» **RECORDS FOR PROCESSING**
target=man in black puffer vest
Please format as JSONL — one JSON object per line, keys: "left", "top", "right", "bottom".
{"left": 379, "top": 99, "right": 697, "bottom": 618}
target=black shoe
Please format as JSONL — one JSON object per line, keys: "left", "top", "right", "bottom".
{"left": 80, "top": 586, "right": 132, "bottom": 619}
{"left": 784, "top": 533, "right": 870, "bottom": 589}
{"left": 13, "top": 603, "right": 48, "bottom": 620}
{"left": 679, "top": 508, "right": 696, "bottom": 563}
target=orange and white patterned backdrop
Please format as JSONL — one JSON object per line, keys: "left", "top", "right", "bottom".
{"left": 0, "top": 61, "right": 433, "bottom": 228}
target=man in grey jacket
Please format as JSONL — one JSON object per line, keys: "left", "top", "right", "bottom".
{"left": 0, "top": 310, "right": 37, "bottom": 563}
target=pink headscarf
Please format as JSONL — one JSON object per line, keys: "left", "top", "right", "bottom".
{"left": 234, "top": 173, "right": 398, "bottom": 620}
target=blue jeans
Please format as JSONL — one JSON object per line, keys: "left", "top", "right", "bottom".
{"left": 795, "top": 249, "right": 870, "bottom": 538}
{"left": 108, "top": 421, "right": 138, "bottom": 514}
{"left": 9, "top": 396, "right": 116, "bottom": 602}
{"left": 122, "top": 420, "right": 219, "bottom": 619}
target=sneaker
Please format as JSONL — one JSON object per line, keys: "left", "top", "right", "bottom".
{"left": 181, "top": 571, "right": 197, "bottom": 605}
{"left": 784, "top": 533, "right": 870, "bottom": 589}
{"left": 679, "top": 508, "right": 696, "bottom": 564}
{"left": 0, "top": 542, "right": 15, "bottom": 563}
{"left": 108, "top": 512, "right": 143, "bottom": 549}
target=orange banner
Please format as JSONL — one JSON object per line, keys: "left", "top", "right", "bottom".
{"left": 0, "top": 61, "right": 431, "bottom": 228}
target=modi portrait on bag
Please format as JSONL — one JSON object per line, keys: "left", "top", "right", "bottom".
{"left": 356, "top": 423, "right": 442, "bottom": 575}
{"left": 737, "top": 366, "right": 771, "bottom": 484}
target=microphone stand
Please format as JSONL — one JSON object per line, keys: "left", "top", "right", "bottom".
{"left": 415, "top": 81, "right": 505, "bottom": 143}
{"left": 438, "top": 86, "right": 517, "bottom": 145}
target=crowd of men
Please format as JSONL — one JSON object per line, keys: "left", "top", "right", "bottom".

» **TASK PROMPT**
Print each line of the data exactly as it was written.

» **SOLUTION TO THIS EXERCISE**
target=man in black puffer vest
Please format as JSONL — one JSON object per line, keys: "left", "top", "right", "bottom".
{"left": 379, "top": 99, "right": 697, "bottom": 618}
target=black shoe
Please format as JSONL — one JSON object per line, keys: "left", "top", "right", "bottom".
{"left": 80, "top": 586, "right": 132, "bottom": 619}
{"left": 784, "top": 533, "right": 870, "bottom": 589}
{"left": 13, "top": 603, "right": 48, "bottom": 620}
{"left": 679, "top": 508, "right": 696, "bottom": 563}
target=orange and white patterned backdrop
Please format as JSONL — one JSON object per line, keys: "left", "top", "right", "bottom".
{"left": 0, "top": 61, "right": 433, "bottom": 228}
target=man in grey jacket
Please format as JSONL — one JSON object per line, keys: "left", "top", "right", "bottom".
{"left": 0, "top": 310, "right": 37, "bottom": 563}
target=pink headscarf
Please format as JSONL — one JSON object per line, keys: "left", "top", "right", "bottom".
{"left": 234, "top": 173, "right": 398, "bottom": 620}
target=blue jeans
Please format as JSONL — one JSON object per line, keys: "left", "top", "right", "bottom".
{"left": 795, "top": 249, "right": 870, "bottom": 538}
{"left": 108, "top": 421, "right": 138, "bottom": 514}
{"left": 9, "top": 396, "right": 116, "bottom": 602}
{"left": 122, "top": 420, "right": 219, "bottom": 619}
target=sneaker
Please format as JSONL — one JSON object per line, keys: "left", "top", "right", "bottom".
{"left": 181, "top": 571, "right": 197, "bottom": 605}
{"left": 784, "top": 533, "right": 870, "bottom": 589}
{"left": 679, "top": 508, "right": 696, "bottom": 564}
{"left": 0, "top": 542, "right": 15, "bottom": 563}
{"left": 108, "top": 512, "right": 143, "bottom": 549}
target=orange banner
Please format as JSONL — one JSON object per line, keys: "left", "top", "right", "bottom".
{"left": 0, "top": 61, "right": 431, "bottom": 228}
target=modi portrait on bag
Please format as JSONL — one JSON object per line, keys: "left", "top", "right", "bottom".
{"left": 356, "top": 423, "right": 442, "bottom": 575}
{"left": 737, "top": 366, "right": 771, "bottom": 484}
target=microphone stand
Please format as JSONL — one JSON object per line, keys: "left", "top", "right", "bottom".
{"left": 415, "top": 81, "right": 505, "bottom": 143}
{"left": 438, "top": 86, "right": 517, "bottom": 145}
target=crowd of men
Please format as JSONL — one JSON object per line, keys: "left", "top", "right", "bottom".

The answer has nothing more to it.